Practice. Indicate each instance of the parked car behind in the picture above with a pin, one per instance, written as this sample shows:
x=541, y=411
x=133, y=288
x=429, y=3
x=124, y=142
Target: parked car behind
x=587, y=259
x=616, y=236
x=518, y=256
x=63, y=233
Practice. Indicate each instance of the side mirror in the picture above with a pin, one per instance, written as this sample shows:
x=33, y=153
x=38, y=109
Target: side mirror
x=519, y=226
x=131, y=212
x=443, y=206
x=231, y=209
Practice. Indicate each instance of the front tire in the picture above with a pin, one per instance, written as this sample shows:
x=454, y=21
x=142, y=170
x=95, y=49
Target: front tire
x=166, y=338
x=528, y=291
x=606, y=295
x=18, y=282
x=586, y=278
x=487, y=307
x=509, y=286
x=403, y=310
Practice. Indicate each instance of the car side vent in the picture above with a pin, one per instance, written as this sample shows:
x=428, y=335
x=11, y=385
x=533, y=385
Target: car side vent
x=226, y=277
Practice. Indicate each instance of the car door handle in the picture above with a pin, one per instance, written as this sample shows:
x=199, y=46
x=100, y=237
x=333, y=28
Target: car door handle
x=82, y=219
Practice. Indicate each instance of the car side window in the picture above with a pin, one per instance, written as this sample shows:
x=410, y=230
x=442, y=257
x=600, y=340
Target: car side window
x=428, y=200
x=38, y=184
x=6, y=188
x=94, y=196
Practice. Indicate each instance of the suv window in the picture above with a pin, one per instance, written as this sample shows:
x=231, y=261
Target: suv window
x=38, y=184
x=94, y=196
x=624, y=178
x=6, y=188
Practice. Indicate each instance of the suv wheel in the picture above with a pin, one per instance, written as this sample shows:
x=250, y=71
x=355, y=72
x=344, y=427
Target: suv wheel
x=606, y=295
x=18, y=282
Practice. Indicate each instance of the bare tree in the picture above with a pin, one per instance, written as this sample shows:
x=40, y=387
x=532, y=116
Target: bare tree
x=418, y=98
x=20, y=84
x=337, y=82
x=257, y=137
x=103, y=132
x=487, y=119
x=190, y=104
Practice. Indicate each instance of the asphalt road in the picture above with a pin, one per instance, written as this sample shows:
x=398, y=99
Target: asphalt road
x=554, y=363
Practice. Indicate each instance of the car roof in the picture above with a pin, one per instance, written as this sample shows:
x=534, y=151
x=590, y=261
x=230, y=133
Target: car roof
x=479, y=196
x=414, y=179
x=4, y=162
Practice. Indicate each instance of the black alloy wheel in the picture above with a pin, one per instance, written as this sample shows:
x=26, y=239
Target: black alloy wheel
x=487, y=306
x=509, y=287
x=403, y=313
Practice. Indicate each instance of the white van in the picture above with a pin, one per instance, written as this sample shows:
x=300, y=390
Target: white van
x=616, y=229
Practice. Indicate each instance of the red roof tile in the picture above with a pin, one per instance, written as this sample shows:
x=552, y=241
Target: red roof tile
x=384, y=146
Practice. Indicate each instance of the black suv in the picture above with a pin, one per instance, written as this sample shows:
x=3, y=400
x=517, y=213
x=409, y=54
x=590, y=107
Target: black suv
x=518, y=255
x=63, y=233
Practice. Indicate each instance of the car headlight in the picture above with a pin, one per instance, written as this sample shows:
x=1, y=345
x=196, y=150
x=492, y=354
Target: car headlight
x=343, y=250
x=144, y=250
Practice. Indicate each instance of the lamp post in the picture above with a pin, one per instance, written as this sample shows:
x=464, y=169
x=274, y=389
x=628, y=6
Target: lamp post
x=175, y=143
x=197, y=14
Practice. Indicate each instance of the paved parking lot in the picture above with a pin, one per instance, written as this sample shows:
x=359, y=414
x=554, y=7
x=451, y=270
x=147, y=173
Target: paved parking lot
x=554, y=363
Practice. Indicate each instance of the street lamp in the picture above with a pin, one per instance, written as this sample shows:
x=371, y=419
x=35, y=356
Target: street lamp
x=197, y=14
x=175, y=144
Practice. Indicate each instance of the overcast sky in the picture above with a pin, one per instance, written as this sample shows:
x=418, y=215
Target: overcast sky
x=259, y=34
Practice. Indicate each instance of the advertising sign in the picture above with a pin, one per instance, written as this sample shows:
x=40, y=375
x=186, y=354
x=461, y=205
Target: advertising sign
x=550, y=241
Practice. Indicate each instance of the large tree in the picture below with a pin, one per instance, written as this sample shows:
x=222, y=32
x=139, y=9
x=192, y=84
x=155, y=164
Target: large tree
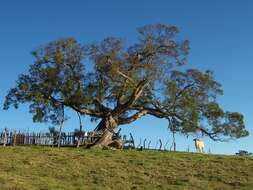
x=116, y=85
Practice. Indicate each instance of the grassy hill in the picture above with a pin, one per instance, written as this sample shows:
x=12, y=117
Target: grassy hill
x=41, y=168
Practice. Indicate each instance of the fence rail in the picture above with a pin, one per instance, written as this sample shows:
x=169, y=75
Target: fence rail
x=67, y=139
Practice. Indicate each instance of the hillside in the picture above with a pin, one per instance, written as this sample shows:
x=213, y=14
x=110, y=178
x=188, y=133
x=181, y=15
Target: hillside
x=40, y=168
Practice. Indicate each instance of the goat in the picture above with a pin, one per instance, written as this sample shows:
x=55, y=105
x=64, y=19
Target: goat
x=199, y=144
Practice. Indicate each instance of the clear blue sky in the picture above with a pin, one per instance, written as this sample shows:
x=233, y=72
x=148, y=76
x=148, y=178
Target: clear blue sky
x=220, y=31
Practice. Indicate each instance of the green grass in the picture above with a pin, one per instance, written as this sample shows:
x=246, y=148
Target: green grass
x=41, y=168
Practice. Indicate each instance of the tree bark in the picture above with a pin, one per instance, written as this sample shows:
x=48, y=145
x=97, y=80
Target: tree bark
x=107, y=127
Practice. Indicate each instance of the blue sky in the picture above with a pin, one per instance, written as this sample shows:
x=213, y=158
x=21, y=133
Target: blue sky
x=220, y=32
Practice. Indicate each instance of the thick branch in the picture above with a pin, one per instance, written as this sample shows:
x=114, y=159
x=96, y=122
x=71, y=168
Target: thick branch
x=124, y=121
x=134, y=97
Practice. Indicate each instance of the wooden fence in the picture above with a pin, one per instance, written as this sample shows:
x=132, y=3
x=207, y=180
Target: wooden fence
x=67, y=139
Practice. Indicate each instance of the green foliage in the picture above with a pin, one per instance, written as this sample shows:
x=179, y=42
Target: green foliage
x=126, y=83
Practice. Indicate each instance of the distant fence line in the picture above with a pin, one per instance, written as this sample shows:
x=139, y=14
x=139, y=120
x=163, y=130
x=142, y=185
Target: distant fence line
x=70, y=139
x=67, y=139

**Task goal**
Give back the material above exactly as written, but omit the images.

**Answer to the exercise**
Practice. Indicate each instance of the parked car behind in the picture above with a pin, one per instance, written as this sample shows:
x=541, y=411
x=133, y=288
x=429, y=3
x=124, y=142
Target: parked car behind
x=587, y=259
x=616, y=236
x=518, y=256
x=63, y=233
Practice. Indicate each instance of the side mirror in the picture above with a pin, one per instance, written as this sample shows:
x=33, y=153
x=38, y=109
Target: side mirror
x=519, y=226
x=131, y=212
x=443, y=206
x=231, y=209
Practice. Indicate each instance of the front tire in the picture above with a pin, one per instance, written as this sample shows:
x=454, y=21
x=142, y=170
x=95, y=49
Target: front tire
x=166, y=338
x=528, y=291
x=606, y=295
x=18, y=282
x=586, y=278
x=487, y=307
x=509, y=286
x=403, y=310
Practice. Indicate each instance of the car side vent in the picture above with a pin, one per instance, written as this sample shows:
x=428, y=335
x=11, y=385
x=533, y=385
Target: car side vent
x=226, y=277
Practice. Indicate each instance of the car door handle in the picture above with a pin, one per instance, written as this sample shows:
x=199, y=46
x=100, y=237
x=333, y=28
Target: car door handle
x=82, y=219
Practice. Indicate each instance of the car side window in the picture above with a pin, one per instance, written as this sample shows:
x=410, y=230
x=442, y=257
x=600, y=340
Target: car side window
x=428, y=200
x=38, y=184
x=6, y=188
x=94, y=196
Practice. Indicate each instance of the suv window in the picture above with a pin, one per instance, written as this sample shows:
x=231, y=261
Target: suv window
x=38, y=184
x=94, y=196
x=624, y=178
x=6, y=188
Practice. Indicate each instance of the suv wheel in the picture above with a pin, one per instance, written as this sample shows:
x=250, y=71
x=355, y=72
x=344, y=427
Target: suv wheel
x=606, y=295
x=18, y=282
Practice. Indicate each instance of the bare tree in the picture above with a pin, one per instance, written as this sample shows:
x=40, y=387
x=532, y=116
Target: bare tree
x=418, y=98
x=20, y=84
x=337, y=82
x=257, y=137
x=103, y=132
x=487, y=119
x=190, y=104
Practice. Indicate each instance of the asphalt road in the picture above with a pin, one per instance, written as this sample shows:
x=398, y=99
Target: asphalt road
x=554, y=363
Practice. Indicate each instance of the car roof in the picture above with a pin, one per instance, written as this sample shows:
x=534, y=151
x=590, y=261
x=230, y=133
Target: car roof
x=479, y=196
x=414, y=179
x=4, y=162
Practice. Indicate each instance of the black alloy wheel in the picture above with a pin, one per instance, written as this sample shows:
x=26, y=239
Target: black alloy wheel
x=487, y=306
x=509, y=287
x=403, y=313
Practice. Indicate each instance of the white van in the picture above with a pin, one per instance, written as this sample shows:
x=300, y=390
Target: white van
x=616, y=229
Practice. Indicate each instance of the red roof tile in the picture above with a pin, one per instance, written as this sample shows:
x=552, y=241
Target: red roof tile
x=384, y=146
Practice. Indicate each instance of the black suv in the picture above with a pin, one per instance, written as this sample shows:
x=3, y=400
x=517, y=213
x=409, y=54
x=590, y=107
Target: black suv
x=518, y=255
x=63, y=233
Practice. Indicate each instance of the car headlight in the picture above with a pin, one per instance, written as this sample shows:
x=1, y=345
x=196, y=150
x=492, y=354
Target: car headlight
x=343, y=250
x=144, y=250
Practice. Indicate each instance of the lamp post in the picture above with a pin, one per instance, written as this sample shows:
x=464, y=169
x=274, y=389
x=628, y=6
Target: lamp post
x=175, y=143
x=197, y=14
Practice. Indicate each instance of the paved parking lot in the picture above with a pin, one per instance, written as this sample shows:
x=359, y=414
x=554, y=7
x=451, y=270
x=147, y=173
Target: paved parking lot
x=554, y=363
Practice. Indicate each instance of the street lamp in the picture above with a pin, one per instance, written as this sample shows:
x=371, y=419
x=35, y=356
Target: street lamp
x=197, y=14
x=175, y=144
Practice. Indicate each instance of the overcast sky in the picture above with a pin, one per instance, written as this sample shows:
x=418, y=215
Target: overcast sky
x=259, y=34
Practice. Indicate each instance of the advertising sign in the picture above with a pin, one per instance, written as this sample shows:
x=40, y=375
x=186, y=354
x=461, y=205
Target: advertising sign
x=550, y=241
Practice. Indicate each instance of the large tree in the picture below with a pin, one per instance, written as this sample shows:
x=222, y=32
x=139, y=9
x=192, y=84
x=155, y=164
Target: large tree
x=116, y=85
Practice. Indicate each instance of the grassy hill in the picture above with a pin, one per instance, written as this sample shows:
x=12, y=117
Target: grassy hill
x=41, y=168
Practice. Indicate each instance of the fence rail in the picture above with a pin, one per instance, written as this sample shows:
x=169, y=75
Target: fence rail
x=67, y=139
Practice. Indicate each instance of the hillside in the picture above with a pin, one per instance, written as this sample shows:
x=213, y=14
x=110, y=178
x=188, y=133
x=181, y=15
Target: hillside
x=40, y=168
Practice. Indicate each instance of the goat in the picture above with a pin, one per instance, written as this sample shows:
x=55, y=105
x=64, y=19
Target: goat
x=199, y=144
Practice. Indicate each instance of the clear blue sky in the picture above with a pin, one per instance, written as this sample shows:
x=233, y=72
x=148, y=76
x=148, y=178
Target: clear blue sky
x=220, y=31
Practice. Indicate each instance of the green grass in the picture above with a pin, one per instance, written as this sample shows:
x=246, y=148
Target: green grass
x=41, y=168
Practice. Indicate each instance of the tree bark in the picture above with a pin, one per instance, written as this sample shows:
x=48, y=145
x=97, y=80
Target: tree bark
x=107, y=127
Practice. Indicate each instance of the blue sky in the picture above with a pin, one per instance, written as this sample shows:
x=213, y=158
x=21, y=133
Target: blue sky
x=220, y=32
Practice. Indicate each instance of the thick branch in the picture above with a pin, one per instance, written as this sample shows:
x=114, y=159
x=96, y=122
x=71, y=168
Target: thick branch
x=124, y=121
x=134, y=97
Practice. Indicate each instance of the wooden fence in the picture above with a pin, one per instance, written as this sample shows:
x=132, y=3
x=207, y=180
Target: wooden fence
x=67, y=139
Practice. Indicate each instance of the green foliage in the picture above with a pin, one per instance, written as this sample shows:
x=179, y=42
Target: green foliage
x=126, y=83
Practice. Indicate each instance of the distant fence line in the picture above with a pin, one per instance, written as this sample shows:
x=139, y=14
x=139, y=120
x=163, y=130
x=142, y=185
Target: distant fence line
x=70, y=139
x=67, y=139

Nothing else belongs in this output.